> EXTRACTED TEXT:

================

A successful schoolteacher and director of music, he was also a man of insatiable curiosity who amassed a vast collection of historical books and materials. In middle age he became a punctilious scholar, completing two research degrees, but was always anxious to make his discoveries widely available for the benefit of colleagues and their pupils.

Rainbow was born in London in 1914, and went to Rutlish School, Merton; his father was Curator of Pictures at Hampton Court Palace. Whilst still at school he was appointed to his first post as organist and choirmaster at St James's, Merton, and at Trinity College of Music, from 1933 to 1939, he was a pupil of the academic harmony pedagogue Dr William Lovelock. As with many of his generation, Rainbow's studies were interrupted by the Second World War. He was not able to proceed with his London degree. Instead he served with the Army in North Africa and Italy, until he was invalided out in 1944.

Soon after returning, Rainbow was appointed Organist and Choirmaster of High Wycombe Parish Church and Senior Music Master at the Royal Grammar School. But he really got into his stride as a historiographer of music education after he was appointed Director of Music at the Coll-ege of St Mark and St John in Chelsea in 1952, which became connected to the Institute of Education at London University.

At the time, before the days of university expansion, this Church of England teacher training college was a lively intellectual environment with principals such as Michael Roberts and later A.A. Evans. Further literary connections included the poets Thomas Blackburn and John Heath- Stubbs, who both taught there.

================

> LISTED ENTRIES:
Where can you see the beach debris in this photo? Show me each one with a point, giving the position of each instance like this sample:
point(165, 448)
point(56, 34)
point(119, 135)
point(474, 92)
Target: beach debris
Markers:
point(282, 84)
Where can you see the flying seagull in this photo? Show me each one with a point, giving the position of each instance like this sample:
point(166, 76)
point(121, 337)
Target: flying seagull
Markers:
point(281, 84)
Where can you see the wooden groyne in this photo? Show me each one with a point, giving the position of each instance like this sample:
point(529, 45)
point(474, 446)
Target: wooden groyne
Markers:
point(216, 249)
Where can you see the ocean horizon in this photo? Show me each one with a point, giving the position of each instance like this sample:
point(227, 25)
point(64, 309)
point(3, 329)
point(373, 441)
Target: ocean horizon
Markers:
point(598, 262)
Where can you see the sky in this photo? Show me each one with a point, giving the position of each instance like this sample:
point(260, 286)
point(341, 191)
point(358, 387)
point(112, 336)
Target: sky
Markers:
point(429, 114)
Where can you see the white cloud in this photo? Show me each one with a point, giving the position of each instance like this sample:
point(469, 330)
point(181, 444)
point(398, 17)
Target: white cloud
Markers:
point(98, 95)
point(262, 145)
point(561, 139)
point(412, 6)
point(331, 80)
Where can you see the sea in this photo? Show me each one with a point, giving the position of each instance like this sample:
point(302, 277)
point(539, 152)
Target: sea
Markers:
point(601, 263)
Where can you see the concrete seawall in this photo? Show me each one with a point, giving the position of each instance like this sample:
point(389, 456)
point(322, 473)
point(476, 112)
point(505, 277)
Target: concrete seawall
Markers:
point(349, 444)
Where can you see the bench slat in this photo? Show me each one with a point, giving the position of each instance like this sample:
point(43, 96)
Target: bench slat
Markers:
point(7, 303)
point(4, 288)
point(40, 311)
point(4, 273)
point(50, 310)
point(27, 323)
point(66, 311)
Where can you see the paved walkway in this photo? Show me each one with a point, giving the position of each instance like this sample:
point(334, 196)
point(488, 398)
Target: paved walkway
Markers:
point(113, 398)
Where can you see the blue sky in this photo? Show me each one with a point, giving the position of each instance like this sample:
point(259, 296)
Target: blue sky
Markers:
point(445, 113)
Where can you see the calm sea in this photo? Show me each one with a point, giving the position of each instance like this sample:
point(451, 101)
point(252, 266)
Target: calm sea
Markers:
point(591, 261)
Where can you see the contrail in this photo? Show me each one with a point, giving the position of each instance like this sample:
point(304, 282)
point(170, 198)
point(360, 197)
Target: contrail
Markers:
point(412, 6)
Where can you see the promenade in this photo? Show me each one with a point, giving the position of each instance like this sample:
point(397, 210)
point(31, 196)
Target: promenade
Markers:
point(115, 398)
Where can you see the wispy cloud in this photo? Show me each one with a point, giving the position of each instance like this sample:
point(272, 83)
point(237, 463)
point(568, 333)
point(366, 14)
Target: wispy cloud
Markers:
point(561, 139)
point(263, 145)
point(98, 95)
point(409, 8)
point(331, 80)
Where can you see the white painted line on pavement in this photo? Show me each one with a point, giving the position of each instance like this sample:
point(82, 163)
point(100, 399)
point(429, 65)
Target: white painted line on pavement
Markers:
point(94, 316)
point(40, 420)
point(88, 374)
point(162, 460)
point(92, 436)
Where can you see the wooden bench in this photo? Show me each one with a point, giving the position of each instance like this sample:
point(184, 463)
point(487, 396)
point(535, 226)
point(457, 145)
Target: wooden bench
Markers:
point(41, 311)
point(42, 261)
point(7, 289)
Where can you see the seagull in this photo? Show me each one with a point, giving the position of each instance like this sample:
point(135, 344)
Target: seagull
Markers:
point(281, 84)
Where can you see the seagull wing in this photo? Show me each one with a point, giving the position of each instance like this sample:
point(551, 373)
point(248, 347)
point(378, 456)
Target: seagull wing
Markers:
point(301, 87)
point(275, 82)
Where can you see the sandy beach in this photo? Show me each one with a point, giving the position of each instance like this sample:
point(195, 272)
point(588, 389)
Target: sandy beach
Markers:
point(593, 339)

================

> CHALLENGE: Extend the account of Rainbow's life and career from the top of the page, starting right after its final sentence about the poets who taught at the college.

> ANSWER BELOW:
On the musical side, Rainbow had an instinct for new developments, although he felt more at home in earlier centuries and was suspicious of mere novelty. In the early 1960s, at a time when Peter Maxwell Davies was amazing everyone with what his pupils at Cirencester Grammar School could do, Rainbow appointed me, fresh from studying and working in New York, and soon after George Self and Brian Dennis. When I went for interview I improvised on the chapel organ: Rainbow later told me it was then that he was determined to appoint me since he could hardly wait to see the expression on the Principal's face during the chapel services.

Rainbow's work at St Mark and St John confirmed the average music teacher's need for guidance. So he published his first book, Music in the Classroom, in 1956, and then edited a Handbook for Music Teachers in 1964, which went through two more editions.

A profound influence on Rainbow, which moved him into his own unique areas of historical musicology, was a discovery he made in 1953 when rummaging in the basement at the college. He found early service sheets which showed that, from its foundation in 1840, the chapel of St Mark's College, Chelsea (as it then was), played a vital role in the choral revival within the Anglican Church. A repertoire of Tallis, Byrd, Gibbons, Palestrina and Victoria was not the usual cathedral fodder at that time.

Rainbow's predecessors included the Rev Thomas Helmore, the college's first precentor, and John Hullah, who pioneered methods of teaching singing to large classes.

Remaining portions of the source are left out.